■ Source ■
Based on a true story, about a woman caught up in an Irish revolt in 1803.

1984 Anne Devlin

Can’t tell much other than “uniform”!

 

Troubles (1988)

Set in 1919 Ireland, Sean Bean stars in this miniseries.

Troubles, 1988

Yum.

 

Widows’ Peak (1994)

A young woman (Natasha Richardson) joins an exclusive community of widows in the 1920s.

“She does make her coatless, so as not to conceal her shape and ‘to give the feeling that she’s not affected by the elements, that she’s not quite grounded, that she’s lighter than air,’ Boyle explains. And she does give her dresses that are always slipping off her shoulders, plus the appearance that she isn’t wearing any underwear. (She’s actually wearing a slip.) “Just by Natasha’s sheer physical presence in a (conservative) town, you almost have to do nothing. That’s what designing is‘” (Widow Dressing).

1994 Widows' Peak

Great 1920s wear in this film.

1994 Widows' Peak

Richardson is youthful and sexy.

1994 Widows' Peak

But there’s a great age range shown.

 

Mary Reilly (1996)

Julia Roberts (why?) as a housemaid to Dr. Jekyll (and Mr. Hyde).

“Some things you forget about, some come back and end up in a costume. Stevenson’s life in the tropics was well-documented with photographs. He wore a lot of extraordinary linen suits and I used that for Jekyll’s side of the character” (The Frill Is Gone).

Mary Reilly

Hey, at least the bangs are period!

1996 Mary Reilly

This is the only interesting image I’ve ever seen of this movie. Which I will never watch.

 

Moll Flanders (1996)

The feature film version starring Robin Wright, not the better TV miniseries. The story of a 17th-century woman who has many adventures.

1996 Moll Flanders

SO MUCH HAIR

1996 Moll Flanders

Stockard Channing as a madame

1996 Moll Flanders

The period in which Morgan Freeman played the wise advisor in every historical movie.

1996 Moll Flanders

Is she posing? I can’t remember anything about this movie despite having watched it.

 

The Serpent’s Kiss (1997)

17th century, gardening, Ewan McGregor and Greta Scacchi.

the Serpent's Kiss 1997 costumes

Mitts! Parasol!

the Serpent's Kiss 1997 costumes

Great hair, and Richard E. Grant!

1997 The Serpent's Kiss

Both are rocking those curls

1997 The Serpent's Kiss

The ingenue, who seems extra slutty

1997 The Serpent's Kiss

What’s up with the skullcap tho?

 

Love & Rage (1999)

Greta Scacchi again as a late 19th-century divorcée shocking her Irish neighbors.

1999 Love & Rage

Great silhouette and cut on that waistcoat!

■ Given task A ■
Duplicate part of the film costume notes above, beginning at the words "Widows’ Peak (1994)" and stopping after the words "in this film.".

■ Materials provided ■
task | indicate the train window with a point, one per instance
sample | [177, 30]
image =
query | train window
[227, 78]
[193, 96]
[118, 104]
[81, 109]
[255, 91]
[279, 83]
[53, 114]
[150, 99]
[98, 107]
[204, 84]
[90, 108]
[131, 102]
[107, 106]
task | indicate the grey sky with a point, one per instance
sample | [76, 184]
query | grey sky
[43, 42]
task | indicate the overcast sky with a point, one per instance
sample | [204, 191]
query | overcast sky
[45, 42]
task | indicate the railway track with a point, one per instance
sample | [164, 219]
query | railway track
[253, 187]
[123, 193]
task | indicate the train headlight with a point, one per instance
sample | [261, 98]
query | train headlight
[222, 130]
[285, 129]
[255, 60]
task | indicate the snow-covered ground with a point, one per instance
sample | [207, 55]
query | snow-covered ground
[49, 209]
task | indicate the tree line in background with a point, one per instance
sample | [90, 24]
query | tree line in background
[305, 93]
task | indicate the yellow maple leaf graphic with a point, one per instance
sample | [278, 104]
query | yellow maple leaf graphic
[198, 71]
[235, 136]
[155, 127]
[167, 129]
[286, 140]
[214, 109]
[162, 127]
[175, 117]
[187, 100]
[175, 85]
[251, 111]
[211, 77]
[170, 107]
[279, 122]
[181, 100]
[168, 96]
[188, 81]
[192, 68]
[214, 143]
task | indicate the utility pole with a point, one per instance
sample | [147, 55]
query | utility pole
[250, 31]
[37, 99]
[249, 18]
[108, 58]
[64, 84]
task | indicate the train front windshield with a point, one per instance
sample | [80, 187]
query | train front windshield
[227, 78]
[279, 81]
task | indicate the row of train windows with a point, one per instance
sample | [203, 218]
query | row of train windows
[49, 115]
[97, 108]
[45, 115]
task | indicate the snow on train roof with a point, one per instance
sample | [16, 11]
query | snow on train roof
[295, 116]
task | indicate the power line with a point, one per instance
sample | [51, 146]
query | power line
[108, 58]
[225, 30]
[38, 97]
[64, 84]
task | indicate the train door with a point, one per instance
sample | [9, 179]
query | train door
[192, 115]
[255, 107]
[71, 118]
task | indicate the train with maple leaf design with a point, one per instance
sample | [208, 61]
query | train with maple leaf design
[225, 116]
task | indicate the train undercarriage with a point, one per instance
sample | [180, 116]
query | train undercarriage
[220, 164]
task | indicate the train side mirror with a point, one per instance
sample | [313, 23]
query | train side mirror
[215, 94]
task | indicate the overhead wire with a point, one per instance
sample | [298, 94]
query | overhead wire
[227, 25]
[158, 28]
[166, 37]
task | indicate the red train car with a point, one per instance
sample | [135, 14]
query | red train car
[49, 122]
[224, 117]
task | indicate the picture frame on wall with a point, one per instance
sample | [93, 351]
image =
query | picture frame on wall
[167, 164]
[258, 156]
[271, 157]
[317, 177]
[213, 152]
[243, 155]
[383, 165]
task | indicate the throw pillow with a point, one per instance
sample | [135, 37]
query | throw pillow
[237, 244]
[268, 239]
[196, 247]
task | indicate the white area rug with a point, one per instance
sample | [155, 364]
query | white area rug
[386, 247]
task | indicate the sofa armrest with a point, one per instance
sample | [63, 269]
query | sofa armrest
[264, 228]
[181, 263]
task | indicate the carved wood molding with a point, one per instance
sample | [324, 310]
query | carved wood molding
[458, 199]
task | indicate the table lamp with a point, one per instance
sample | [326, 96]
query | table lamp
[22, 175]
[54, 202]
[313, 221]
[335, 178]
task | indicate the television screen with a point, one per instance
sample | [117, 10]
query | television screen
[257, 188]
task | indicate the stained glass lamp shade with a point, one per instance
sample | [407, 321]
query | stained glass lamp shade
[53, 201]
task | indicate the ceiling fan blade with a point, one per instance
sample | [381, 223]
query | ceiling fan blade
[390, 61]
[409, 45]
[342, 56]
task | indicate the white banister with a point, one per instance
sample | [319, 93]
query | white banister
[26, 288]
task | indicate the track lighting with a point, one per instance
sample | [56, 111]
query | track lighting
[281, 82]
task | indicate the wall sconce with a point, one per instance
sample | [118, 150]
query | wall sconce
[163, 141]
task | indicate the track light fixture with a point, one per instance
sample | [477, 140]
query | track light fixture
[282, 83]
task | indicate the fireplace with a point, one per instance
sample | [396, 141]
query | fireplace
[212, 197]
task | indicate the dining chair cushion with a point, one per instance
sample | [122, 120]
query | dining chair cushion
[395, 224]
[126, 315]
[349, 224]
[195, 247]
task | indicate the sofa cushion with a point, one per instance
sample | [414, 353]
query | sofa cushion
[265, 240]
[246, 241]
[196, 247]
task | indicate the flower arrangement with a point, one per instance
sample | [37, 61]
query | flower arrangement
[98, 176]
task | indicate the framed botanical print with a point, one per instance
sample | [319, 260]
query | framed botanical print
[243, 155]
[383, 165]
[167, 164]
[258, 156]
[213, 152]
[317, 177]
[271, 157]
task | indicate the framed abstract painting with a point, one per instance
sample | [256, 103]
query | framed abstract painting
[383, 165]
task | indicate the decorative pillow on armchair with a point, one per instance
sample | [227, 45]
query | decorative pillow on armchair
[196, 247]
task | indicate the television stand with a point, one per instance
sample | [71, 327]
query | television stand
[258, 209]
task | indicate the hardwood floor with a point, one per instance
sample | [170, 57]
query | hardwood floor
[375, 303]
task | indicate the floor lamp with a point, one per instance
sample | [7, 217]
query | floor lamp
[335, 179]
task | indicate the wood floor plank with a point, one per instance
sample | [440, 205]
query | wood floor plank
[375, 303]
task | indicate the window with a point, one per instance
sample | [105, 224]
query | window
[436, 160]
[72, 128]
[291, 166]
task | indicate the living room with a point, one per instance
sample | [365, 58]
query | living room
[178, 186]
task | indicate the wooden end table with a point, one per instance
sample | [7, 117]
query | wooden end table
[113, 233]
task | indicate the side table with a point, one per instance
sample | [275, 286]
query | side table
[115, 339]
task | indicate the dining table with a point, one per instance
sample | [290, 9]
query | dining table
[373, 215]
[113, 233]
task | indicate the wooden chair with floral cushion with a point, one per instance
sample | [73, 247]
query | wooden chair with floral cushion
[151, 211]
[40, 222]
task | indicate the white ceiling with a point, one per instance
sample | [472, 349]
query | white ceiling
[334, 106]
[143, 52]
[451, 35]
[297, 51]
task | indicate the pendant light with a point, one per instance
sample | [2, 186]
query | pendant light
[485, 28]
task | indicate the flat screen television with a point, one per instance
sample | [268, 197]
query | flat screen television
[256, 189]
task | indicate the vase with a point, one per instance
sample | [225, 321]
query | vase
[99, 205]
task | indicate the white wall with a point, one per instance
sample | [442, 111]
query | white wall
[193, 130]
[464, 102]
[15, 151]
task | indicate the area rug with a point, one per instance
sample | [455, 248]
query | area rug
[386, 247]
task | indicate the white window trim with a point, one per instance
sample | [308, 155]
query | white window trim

■ Given task B ■
Find every line in the records that holds the string "wall", where case counts, and copy each of those lines.

■ Final answer A ■
Widows’ Peak (1994)

A young woman (Natasha Richardson) joins an exclusive community of widows in the 1920s.

“She does make her coatless, so as not to conceal her shape and ‘to give the feeling that she’s not affected by the elements, that she’s not quite grounded, that she’s lighter than air,’ Boyle explains. And she does give her dresses that are always slipping off her shoulders, plus the appearance that she isn’t wearing any underwear. (She’s actually wearing a slip.) “Just by Natasha’s sheer physical presence in a (conservative) town, you almost have to do nothing. That’s what designing is‘” (Widow Dressing).

1994 Widows' Peak

Great 1920s wear in this film.

■ Final answer B ■
task | indicate the picture frame on wall with a point, one per instance
query | picture frame on wall
task | indicate the wall sconce with a point, one per instance
query | wall sconce
task | indicate the white wall with a point, one per instance
query | white wall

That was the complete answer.